---- Text zur Prüfung
An anderer Stelle werden die Lernfähigkeiten von Spinnen untersucht, indem myrmecophageale Spinnen (also Ameisenfresser) auf einer Fruchtfliegendiät aufgezogen werden. Letzteres resultiert übrigens tatsächlich in Nahrungspräferenzen, die der evolutionären Spezialisierung dieser Spinnenart widersprechen [3]. Spinnen können also dazu erzogen werden, weniger nahrhafte Nahrung zu bevorzugen… Verrückt. Eine Zusammenfassung dieses überraschend faszinierenden Bereiches findet sich in den Reviews „Spider Cognition“ und „Extended Spider Cognition“ aus den Jahren 2011 und 2017 respektive [4, 5]. In diesen Übersichtsarbeiten kommen die Autoren Jackson und Cross sowie Japyassu und Laland zu dem Schluss, dass die Komplexität des mentalen Innenlebens der Spinne lange unterschätzt wurde.

Eine beeindruckende Springspinne

Besonders gut erforscht ist dabei die Spinnenart Portia fimbriatia, eine Springspinne, die sehr gut sehen kann und besonders komplexes Jagdverhalten aufweist. Die Portia ernährt sich am liebsten von anderen, kleineren Spinnen und legt auf der Jagd nach ihren entfernten Artgenossen sehr beeindruckende Strategien an den Tag. Sie schleicht sich über Umwege an, selbst wenn sie dabei ihr Beutetier für einige Zeit aus den Augen verliert. Sie seilt sich auf die Netze der anderen Spinnen ab und imitiert dort die Vibrationen von im Netz gefangenen Beutetieren, um ihre Opfer aus der Reserve zu locken. Diese Strategie verfolgt sie manchmal über Tage hinweg, bis sie Erfolg zeigt.
--------
Aufgabe 1: Zähle alle Autoren auf, die der Text über Spinnen namentlich nennt.
Aufgabe 2: Schreibe den Text über Spinnen im selben Stil weiter.
Die Datensätze haben mit dem Text über Spinnen nichts zu tun.
---- Bereitgestellte Daten
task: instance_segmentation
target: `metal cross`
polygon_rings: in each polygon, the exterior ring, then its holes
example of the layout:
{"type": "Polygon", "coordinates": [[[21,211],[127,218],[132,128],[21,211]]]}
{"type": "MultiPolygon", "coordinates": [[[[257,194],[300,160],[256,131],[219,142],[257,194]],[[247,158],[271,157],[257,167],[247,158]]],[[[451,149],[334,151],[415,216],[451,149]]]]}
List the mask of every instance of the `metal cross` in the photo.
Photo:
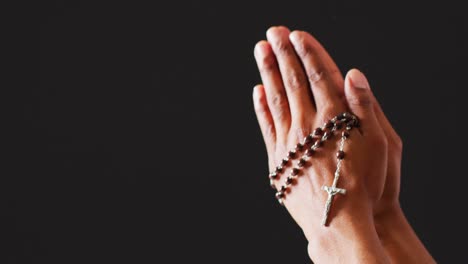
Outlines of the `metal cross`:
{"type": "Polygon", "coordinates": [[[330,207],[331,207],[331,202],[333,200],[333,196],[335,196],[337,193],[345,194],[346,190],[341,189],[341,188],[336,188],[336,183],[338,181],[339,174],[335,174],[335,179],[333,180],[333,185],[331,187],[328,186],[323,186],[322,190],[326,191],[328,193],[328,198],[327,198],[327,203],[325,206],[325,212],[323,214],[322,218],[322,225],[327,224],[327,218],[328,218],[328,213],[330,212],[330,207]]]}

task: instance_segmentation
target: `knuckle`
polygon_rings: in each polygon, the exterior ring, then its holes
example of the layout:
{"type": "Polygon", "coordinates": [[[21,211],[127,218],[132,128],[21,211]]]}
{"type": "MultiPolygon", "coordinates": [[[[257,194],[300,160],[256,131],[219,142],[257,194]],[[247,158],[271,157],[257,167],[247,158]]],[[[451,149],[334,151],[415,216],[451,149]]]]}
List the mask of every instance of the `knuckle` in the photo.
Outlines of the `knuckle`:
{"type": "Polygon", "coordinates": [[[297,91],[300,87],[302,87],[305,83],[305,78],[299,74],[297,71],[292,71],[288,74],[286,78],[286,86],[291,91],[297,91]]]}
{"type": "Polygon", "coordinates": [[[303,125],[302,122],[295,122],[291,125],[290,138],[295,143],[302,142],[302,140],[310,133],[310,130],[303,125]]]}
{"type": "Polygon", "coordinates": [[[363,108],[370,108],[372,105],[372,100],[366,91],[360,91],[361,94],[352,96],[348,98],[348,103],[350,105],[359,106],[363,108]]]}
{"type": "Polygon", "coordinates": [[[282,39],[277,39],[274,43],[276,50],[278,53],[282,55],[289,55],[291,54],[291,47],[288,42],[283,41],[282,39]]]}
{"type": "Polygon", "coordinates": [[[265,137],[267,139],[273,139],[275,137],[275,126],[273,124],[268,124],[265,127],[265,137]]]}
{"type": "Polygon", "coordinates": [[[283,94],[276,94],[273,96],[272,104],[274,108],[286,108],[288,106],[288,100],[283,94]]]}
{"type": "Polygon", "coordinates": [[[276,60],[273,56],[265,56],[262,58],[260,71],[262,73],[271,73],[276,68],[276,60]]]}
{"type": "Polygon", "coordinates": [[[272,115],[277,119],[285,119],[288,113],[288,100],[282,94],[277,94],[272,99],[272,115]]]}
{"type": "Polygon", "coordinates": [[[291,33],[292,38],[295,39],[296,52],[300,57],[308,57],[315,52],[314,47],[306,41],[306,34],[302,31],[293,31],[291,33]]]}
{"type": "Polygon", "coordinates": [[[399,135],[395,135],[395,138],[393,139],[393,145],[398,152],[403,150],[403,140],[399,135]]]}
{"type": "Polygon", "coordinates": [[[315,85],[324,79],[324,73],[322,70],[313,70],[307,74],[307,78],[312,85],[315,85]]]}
--------
Antwort 1: Jackson, Cross, Japyassu, Laland

Antwort 2:
Portia Fimbiata.
Bildquelle: Donald Hobern via Wikimedia Commons

In Laborexperimenten war sie in der Lage, Aussichtspunkte zu nutzen, um sich zu orientieren und den richtigen Weg zu einer Belohnung ausfindig zu machen. Dies bedeutet, dass Spinnen dazu in der Lage sind, innere Repräsentationen ihrer Umwelt zu erzeugen und auch über einige Zeit aufrecht zu erhalten. Sie können lernen und haben Zugriff auf eine Form von Aufmerksamkeit und Fokus. Dies bedeutet auch, dass sie unwichtige Dinge ausblenden können. Und was genau sie für wichtig erachten kann trainiert werden.

Achtung: Anthropomorphisierungsgefahr!

Mit diesen Informationen im Kopf könnte man nun versucht sein zu schlussfolgern, dass die Spinnen ähnlich wie wir dazu in der Lage sind, zu planen und nachzudenken. Hierbei rufen die Autorinnen und Autoren beider Übersichtsarbeiten aber zur Vorsicht auf.

Spinnen nehmen die Welt nicht auf die gleiche Weise wahr, wie wir es tun. Ihre Sinnesorgane sind sehr verschieden von den unseren. Zum Beispiel hat die Portia Sensoren auf ihren Beinen, mit denen sie schon kleineste Veränderungen im Luftstrom wahrnehmen kann. Sie fühlen Klang in der Luft, nehmen chemische Signale mit höchster Präzision wahr und spüren schon kleinste Vibrationen in ihrem Netz.

Kurzum: Die Welt einer Spinne ist selbst in ein und derselben Umgebung eine andere als die unsere. Das gilt natürlich für die allermeisten Tierarten, weshalb der Vergleich zwischen unserer Innenwelt und dem von Tieren immer hinkt. Wird das übersehen, so spricht man von der Anthropomorphisierung, also Vermenschlichung von Tieren, und dies wollen die Spinnenforscher natürlich vermeiden. Die Art und Weise, in der eine Spinne etwa einen Weg zu ihrer Beute in ihrem winzigen Gehirn behält, ist also höchstwahrscheinlich ganz grundsätzlich von unserer Art zu planen verschieden. Dennoch finden diese Prozesse statt.

Wir haben nun gelernt, dass Spinnen zu komplexeren mentalen Prozessen in der Lage sind, als einmal vermutet wurde. Spinnen haben anscheinend ein inneres Bild ihrer Umwelt, auch wenn dieses Bild unserer Wahrnehmung der Welt grundlegend fremd ist.

Wie sieht es nun mit der Angst aus?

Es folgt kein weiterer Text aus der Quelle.